[Start]

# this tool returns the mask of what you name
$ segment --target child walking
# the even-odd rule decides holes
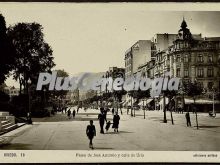
[[[93,137],[96,136],[96,130],[95,130],[95,126],[93,125],[93,120],[90,120],[90,125],[87,126],[86,128],[86,135],[89,138],[89,148],[93,148]]]

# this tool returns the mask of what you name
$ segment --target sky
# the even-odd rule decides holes
[[[204,6],[192,8],[195,11],[190,10],[190,5],[170,6],[0,3],[0,13],[7,26],[18,22],[41,24],[45,41],[53,49],[54,69],[74,75],[105,72],[111,66],[124,67],[125,51],[136,41],[150,40],[156,33],[177,33],[183,16],[191,33],[220,36],[220,12],[198,11],[207,10]],[[6,83],[18,86],[11,78]]]

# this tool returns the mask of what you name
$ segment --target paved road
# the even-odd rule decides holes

[End]

Stated task ::
Show each line in the listing above that contains the string "target". Case counts.

Exercise output ::
$ segment --target child walking
$ segment --target sky
$ segment --target paved road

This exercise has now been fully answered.